What you should do | Pull out every line in the items below that contains the word "horse", and list those lines in order.

Information shown |
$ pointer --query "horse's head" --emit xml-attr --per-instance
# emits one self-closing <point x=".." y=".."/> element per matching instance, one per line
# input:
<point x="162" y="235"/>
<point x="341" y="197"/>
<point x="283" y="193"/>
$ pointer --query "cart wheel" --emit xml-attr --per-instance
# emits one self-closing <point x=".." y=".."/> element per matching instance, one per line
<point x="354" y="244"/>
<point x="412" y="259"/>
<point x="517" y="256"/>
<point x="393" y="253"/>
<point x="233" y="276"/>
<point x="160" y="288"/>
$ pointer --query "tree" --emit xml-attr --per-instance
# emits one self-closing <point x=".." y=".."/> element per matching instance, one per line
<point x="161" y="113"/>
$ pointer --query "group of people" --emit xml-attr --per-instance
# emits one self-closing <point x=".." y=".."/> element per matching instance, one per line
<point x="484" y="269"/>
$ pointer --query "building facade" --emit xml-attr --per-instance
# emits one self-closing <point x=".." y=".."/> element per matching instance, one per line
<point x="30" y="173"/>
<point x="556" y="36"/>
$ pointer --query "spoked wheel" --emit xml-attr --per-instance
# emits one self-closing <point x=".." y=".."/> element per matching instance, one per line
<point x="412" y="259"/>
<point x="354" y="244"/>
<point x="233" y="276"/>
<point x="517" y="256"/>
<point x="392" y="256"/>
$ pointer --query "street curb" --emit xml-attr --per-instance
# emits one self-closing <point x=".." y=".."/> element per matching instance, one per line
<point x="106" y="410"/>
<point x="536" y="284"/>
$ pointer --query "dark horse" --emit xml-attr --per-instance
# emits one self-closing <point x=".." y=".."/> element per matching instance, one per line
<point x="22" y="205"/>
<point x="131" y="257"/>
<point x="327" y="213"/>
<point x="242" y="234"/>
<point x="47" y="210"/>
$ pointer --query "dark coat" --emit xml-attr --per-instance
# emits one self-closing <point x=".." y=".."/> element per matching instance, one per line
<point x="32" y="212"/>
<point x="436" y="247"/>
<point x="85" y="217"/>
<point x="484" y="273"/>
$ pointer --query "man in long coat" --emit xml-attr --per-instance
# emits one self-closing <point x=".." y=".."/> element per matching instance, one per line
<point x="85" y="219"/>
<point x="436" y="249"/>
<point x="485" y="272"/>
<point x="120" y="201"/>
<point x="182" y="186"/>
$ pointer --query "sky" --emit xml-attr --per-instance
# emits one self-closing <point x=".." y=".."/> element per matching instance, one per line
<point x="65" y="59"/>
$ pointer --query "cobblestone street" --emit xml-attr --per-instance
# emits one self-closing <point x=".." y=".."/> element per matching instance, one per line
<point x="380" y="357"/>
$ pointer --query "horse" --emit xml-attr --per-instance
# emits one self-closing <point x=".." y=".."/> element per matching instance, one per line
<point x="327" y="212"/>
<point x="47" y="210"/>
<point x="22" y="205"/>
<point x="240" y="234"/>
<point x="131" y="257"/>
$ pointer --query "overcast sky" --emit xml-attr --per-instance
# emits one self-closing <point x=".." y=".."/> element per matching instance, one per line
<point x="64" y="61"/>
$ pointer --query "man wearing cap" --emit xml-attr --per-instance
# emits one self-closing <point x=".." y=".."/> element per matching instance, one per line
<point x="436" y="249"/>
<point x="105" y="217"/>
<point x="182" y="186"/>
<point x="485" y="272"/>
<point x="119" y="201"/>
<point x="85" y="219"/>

Response below |
$ pointer --query "horse's head" --emit xml-attr --per-instance
$ pointer --query "dark horse" --emit xml-attr --per-instance
$ pointer --query "horse" --emit xml-attr --per-instance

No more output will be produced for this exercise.